• [Passage choisi]
-*-
La langue du fleuve, parlée par tous dans l'ouest guyanais

 

 

Des structures de référence

18118478_1958068814424360_6611548406595702887_n.jpg1  Mamabobi a été membre d’Eblul France (European Bureau for Lesser-Used Languages) qui a disparu en 2010, faute de moyens.

2 L’ONG Elen (European Language Equality Network) prend la suite de l'ancien Bureau européen pour les langues les moins répandues et intervient sur les mêmes champs de compétence et d’action. Active à l'échelle européenne, qui s'est donnée pour mission la défense et la promotion des langues européennes les moins utilisées, c'est-à-dire les langues régionales, les langues minoritaires, langues co-officielles ou langues nationales des petites nations.

3  La Convention N° 169 de l’OIT (Organisation internationale du travail) stipule que « les peuples autochtones ont des droits et des besoins collectifs, fondés sur leur souhait de transmettre aux générations futures une histoire, une culture, des valeurs, une langue, un savoir, des stratégies de subsistance et des modes d’apprentissage qui leur sont propres ».

Les articles 26, 27 et 28 de cette convention, notamment, décrivent les conditions dans lesquelles ces droits pourront garantis.
-*-
• [Entrées extraites]
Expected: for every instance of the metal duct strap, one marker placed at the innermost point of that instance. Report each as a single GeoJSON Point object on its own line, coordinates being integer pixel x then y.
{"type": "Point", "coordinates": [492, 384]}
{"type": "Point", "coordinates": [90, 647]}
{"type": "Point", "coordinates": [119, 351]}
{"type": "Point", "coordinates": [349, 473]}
-*-
• [Consigne 1]
Quelles catégories de langues l'ONG Elen défend-elle et promeut-elle selon le passage choisi ? Énumérez-les toutes.
• [Consigne 2]
Répondez aux questions suivantes d'après le passage choisi.
(a) En quelle année Eblul France a-t-il disparu ?
(b) Quelle ONG prend la suite de l'ancien Bureau européen pour les langues les moins répandues ?
(c) Quels articles de la Convention N° 169 de l'OIT décrivent les conditions dans lesquelles ces droits pourront être garantis ?
• [Consigne 3]
Citez sans rien changer le passage choisi, en commençant par « Des structures de » et en poursuivant jusqu'à « des petites nations. ».

• [Réponse attendue 1]
- les langues régionales
- les langues minoritaires
- les langues co-officielles
- les langues nationales des petites nations

• [Réponse attendue 2]
(a) En 2010.
(b) L'ONG Elen (European Language Equality Network).
(c) Les articles 26, 27 et 28.

• [Réponse attendue 3]
Des structures de référence

18118478_1958068814424360_6611548406595702887_n.jpg1  Mamabobi a été membre d’Eblul France (European Bureau for Lesser-Used Languages) qui a disparu en 2010, faute de moyens.

2 L’ONG Elen (European Language Equality Network) prend la suite de l'ancien Bureau européen pour les langues les moins répandues et intervient sur les mêmes champs de compétence et d’action. Active à l'échelle européenne, qui s'est donnée pour mission la défense et la promotion des langues européennes les moins utilisées, c'est-à-dire les langues régionales, les langues minoritaires, langues co-officielles ou langues nationales des petites nations.